Gather every line below that contains the string "sticker", and copy each one in full.
-- BEGIN Information supplied --
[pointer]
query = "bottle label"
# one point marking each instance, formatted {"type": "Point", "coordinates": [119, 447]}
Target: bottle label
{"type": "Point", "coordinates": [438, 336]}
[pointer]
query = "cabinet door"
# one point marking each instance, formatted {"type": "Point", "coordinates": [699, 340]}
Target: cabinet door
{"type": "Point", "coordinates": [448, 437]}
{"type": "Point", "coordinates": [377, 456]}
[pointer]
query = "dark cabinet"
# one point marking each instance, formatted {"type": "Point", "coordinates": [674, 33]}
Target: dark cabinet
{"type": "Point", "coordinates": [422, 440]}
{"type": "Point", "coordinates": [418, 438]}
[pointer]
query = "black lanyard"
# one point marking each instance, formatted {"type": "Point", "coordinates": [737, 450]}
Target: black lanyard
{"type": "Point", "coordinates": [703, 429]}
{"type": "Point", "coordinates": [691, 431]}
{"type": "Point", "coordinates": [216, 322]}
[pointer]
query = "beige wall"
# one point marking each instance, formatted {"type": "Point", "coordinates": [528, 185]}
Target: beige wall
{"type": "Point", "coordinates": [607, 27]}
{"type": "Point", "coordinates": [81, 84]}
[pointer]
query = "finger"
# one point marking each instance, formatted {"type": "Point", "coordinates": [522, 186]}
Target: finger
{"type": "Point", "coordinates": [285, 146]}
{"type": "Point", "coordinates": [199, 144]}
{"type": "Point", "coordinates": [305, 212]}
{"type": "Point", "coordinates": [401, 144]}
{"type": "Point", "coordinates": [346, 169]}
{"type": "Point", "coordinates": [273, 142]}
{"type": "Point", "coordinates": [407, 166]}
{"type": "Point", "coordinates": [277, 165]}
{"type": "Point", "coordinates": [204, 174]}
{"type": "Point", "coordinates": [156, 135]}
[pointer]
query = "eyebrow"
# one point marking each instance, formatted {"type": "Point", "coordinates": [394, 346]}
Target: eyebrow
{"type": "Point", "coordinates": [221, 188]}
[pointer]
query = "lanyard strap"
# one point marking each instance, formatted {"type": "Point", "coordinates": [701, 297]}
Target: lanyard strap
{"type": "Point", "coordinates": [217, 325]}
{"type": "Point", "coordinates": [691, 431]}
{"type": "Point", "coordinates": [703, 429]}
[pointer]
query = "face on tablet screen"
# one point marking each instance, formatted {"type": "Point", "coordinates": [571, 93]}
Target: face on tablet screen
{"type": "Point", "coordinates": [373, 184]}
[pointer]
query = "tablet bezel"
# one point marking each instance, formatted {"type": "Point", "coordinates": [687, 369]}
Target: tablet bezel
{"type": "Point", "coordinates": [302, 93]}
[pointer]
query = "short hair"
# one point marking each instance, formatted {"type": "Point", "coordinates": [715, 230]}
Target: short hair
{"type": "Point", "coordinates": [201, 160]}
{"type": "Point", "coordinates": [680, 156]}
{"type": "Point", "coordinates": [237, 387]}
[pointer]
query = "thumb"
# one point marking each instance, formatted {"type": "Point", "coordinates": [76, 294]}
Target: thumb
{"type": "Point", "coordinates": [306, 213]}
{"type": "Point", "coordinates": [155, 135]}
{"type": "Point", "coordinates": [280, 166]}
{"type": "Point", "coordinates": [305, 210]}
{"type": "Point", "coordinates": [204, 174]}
-- END Information supplied --
-- BEGIN Information supplied --
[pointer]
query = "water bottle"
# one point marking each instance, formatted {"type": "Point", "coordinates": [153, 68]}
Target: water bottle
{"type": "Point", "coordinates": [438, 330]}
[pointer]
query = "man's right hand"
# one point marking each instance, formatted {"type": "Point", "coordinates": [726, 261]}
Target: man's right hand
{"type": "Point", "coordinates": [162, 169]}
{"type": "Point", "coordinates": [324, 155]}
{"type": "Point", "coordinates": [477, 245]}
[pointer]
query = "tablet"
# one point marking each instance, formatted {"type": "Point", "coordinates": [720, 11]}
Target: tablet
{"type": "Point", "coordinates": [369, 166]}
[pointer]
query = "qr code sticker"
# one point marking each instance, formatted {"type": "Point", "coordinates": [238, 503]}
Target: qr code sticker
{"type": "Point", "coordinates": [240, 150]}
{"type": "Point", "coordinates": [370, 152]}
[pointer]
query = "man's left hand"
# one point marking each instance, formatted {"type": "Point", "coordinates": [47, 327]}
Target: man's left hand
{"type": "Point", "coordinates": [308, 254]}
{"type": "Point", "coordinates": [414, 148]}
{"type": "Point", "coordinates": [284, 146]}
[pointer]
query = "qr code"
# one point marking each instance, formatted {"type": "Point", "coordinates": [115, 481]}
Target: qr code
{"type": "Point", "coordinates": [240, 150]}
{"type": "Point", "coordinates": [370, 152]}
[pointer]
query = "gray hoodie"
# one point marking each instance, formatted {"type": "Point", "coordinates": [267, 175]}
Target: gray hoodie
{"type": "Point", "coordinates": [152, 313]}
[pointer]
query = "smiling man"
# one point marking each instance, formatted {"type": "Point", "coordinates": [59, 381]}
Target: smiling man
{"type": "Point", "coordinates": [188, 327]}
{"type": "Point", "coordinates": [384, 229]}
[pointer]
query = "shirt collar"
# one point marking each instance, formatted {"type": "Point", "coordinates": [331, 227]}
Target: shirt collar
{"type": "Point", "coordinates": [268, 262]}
-- END Information supplied --
-- BEGIN Information supplied --
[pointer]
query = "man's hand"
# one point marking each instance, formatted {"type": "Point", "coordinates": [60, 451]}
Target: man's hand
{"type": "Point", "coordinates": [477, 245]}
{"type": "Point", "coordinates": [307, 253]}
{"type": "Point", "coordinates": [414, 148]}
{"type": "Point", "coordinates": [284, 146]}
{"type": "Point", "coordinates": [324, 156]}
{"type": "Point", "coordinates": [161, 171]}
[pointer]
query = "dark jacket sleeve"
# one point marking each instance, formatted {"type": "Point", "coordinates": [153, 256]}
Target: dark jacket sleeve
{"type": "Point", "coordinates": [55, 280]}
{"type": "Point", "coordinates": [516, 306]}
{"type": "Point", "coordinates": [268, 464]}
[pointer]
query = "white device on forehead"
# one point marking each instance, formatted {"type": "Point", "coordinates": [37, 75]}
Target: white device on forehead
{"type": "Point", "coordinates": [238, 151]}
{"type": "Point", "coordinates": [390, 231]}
-- END Information supplied --
◆ Task output ◆
query = "qr code sticker"
Target: qr code sticker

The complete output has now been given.